Lately, I find myself preoccupied with the notion of the fresh beginning.
The adjective “fresh” here is necessary, because more often than not, beginnings are stale.
Or perhaps, to be more precise, all beginnings (barring that most primordial one, if it existed) are stale, the seeds of their genesis having been sown in countless prior events. Like all linguistic constructs, the word “beginning” breaks down when subjected to the tortuous demands of accuracy. It’s a testament to our fundamental unity as human beings that we understand each other well enough despite dwelling in a haze of linguistic imprecision.
But to return to the notion of the fresh beginning, the more I think about it, the more it assumes a mythic quality. The observations of early Hindu-Buddhist thought coincide with the observations of existential philosophy and contemporary neuroscience: what constrains us from ever completely starting anew is the fact that our thoughts and actions leave imprints on our consciousness that dispose us to habituate the very same thoughts and actions.

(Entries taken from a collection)
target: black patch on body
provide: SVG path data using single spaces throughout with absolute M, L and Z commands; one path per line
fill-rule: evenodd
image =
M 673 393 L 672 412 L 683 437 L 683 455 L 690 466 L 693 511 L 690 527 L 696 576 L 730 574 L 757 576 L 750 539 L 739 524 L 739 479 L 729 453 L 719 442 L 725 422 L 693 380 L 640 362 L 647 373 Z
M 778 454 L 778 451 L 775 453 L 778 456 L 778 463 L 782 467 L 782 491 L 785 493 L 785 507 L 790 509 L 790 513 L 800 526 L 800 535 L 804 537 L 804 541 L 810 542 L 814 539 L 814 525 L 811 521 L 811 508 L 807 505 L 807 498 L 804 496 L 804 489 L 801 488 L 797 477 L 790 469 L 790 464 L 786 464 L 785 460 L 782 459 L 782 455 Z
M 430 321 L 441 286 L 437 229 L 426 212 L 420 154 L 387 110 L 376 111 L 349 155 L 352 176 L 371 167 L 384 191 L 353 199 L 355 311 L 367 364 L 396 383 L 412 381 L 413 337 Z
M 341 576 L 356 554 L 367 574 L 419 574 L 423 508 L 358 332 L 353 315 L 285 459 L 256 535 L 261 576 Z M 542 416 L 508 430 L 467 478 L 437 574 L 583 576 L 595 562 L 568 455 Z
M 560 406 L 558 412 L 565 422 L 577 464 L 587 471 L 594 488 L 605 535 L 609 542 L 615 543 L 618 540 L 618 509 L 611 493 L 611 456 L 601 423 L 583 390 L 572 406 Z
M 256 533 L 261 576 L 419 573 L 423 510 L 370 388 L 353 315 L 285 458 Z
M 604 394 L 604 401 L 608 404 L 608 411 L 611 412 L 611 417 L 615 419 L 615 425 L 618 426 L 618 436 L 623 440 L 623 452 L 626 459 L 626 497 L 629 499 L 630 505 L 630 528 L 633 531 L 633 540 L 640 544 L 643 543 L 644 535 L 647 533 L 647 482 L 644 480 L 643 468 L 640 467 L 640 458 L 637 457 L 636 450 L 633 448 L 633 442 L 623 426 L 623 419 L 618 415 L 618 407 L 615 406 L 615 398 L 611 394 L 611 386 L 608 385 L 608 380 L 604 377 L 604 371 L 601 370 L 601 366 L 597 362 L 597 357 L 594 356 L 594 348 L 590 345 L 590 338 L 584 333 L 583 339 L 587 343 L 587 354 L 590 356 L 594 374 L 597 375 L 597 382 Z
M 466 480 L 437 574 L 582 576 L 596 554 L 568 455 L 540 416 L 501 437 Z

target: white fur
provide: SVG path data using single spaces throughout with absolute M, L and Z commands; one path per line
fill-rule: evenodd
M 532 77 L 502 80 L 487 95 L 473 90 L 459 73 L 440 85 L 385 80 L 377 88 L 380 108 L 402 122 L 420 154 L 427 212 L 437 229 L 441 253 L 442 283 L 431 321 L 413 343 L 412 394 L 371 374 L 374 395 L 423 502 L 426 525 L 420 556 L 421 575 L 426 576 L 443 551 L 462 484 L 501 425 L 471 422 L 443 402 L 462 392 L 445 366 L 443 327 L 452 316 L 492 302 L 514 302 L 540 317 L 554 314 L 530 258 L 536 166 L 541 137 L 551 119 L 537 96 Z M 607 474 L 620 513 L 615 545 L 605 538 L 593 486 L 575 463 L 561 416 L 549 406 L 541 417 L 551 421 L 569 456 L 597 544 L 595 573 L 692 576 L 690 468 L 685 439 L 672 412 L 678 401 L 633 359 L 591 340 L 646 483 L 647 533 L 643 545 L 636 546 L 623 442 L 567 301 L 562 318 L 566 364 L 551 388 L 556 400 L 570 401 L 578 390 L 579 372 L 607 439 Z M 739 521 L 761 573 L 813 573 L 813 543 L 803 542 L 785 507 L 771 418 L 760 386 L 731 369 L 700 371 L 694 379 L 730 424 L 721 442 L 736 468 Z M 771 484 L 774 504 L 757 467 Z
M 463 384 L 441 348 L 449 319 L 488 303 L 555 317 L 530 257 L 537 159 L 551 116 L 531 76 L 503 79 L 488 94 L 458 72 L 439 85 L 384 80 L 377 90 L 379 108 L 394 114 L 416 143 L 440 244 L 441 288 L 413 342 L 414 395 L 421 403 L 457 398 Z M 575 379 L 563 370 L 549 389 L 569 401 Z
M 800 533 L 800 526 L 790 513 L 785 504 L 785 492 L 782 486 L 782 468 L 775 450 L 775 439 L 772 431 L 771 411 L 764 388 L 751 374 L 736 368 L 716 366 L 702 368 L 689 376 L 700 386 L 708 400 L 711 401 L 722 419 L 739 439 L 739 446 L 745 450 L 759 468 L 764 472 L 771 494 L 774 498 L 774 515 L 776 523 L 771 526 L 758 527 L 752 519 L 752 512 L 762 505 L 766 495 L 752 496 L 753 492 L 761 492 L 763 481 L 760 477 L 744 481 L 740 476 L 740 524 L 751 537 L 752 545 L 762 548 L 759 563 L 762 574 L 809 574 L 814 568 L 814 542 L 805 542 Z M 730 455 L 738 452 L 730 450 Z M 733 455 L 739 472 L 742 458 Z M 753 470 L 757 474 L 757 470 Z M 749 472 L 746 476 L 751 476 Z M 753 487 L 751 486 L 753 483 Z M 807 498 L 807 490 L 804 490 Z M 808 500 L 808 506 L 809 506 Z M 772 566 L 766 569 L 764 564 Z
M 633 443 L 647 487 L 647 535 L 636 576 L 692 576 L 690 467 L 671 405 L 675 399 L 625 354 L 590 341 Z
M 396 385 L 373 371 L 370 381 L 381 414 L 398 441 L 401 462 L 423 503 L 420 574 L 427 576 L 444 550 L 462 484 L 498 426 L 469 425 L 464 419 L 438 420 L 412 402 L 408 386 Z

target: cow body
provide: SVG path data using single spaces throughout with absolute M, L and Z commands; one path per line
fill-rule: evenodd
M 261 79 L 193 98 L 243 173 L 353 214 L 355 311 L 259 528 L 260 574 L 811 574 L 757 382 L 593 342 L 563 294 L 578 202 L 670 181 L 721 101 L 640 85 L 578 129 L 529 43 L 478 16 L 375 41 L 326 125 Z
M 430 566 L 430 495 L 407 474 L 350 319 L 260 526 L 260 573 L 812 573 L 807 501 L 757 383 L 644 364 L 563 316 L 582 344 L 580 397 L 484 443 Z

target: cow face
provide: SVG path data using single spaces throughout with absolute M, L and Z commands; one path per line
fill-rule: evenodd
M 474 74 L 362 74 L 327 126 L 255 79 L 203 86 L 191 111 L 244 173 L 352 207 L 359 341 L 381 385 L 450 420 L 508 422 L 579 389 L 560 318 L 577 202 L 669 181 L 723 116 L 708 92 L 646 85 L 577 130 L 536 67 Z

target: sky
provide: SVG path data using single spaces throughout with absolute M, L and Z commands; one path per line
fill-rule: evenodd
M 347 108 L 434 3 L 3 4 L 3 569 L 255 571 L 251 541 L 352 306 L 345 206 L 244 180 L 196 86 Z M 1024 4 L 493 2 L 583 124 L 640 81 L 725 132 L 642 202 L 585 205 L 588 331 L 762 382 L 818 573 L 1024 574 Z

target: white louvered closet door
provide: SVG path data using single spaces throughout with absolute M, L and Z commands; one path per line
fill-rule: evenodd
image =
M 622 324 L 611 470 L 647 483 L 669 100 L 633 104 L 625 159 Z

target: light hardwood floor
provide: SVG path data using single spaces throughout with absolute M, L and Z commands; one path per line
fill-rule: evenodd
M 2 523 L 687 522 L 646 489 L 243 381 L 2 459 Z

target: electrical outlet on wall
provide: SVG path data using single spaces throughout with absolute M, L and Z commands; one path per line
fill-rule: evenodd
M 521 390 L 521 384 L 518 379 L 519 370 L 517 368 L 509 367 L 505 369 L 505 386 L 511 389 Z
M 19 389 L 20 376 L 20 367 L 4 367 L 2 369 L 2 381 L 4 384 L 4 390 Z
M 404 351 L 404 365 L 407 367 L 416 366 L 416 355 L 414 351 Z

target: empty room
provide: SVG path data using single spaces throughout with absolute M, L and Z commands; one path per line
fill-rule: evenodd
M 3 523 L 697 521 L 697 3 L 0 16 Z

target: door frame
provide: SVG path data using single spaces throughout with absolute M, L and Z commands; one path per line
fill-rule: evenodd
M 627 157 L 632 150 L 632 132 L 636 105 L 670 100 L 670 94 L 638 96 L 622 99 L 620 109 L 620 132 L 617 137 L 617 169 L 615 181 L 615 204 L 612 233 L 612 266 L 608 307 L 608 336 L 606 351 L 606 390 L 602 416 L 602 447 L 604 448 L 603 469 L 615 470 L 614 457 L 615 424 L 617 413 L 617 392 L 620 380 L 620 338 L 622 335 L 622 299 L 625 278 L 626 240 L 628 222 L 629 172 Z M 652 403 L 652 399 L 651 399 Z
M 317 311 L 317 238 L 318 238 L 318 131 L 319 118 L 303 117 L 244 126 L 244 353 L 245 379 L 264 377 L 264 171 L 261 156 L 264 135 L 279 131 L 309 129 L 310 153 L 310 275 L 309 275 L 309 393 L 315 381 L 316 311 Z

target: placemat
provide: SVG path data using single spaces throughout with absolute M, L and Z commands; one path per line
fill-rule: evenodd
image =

**Your tasks:**
A - Please write out the passage on fresh beginnings word for word, from "Lately, I find" up to and including "beginnings are stale.".
B - In the passage on fresh beginnings, which bodies of thought or study are said to share the same observations?

**Responses in order:**
A -
Lately, I find myself preoccupied with the notion of the fresh beginning.
The adjective “fresh” here is necessary, because more often than not, beginnings are stale.

B -
- early Hindu-Buddhist thought
- existential philosophy
- contemporary neuroscience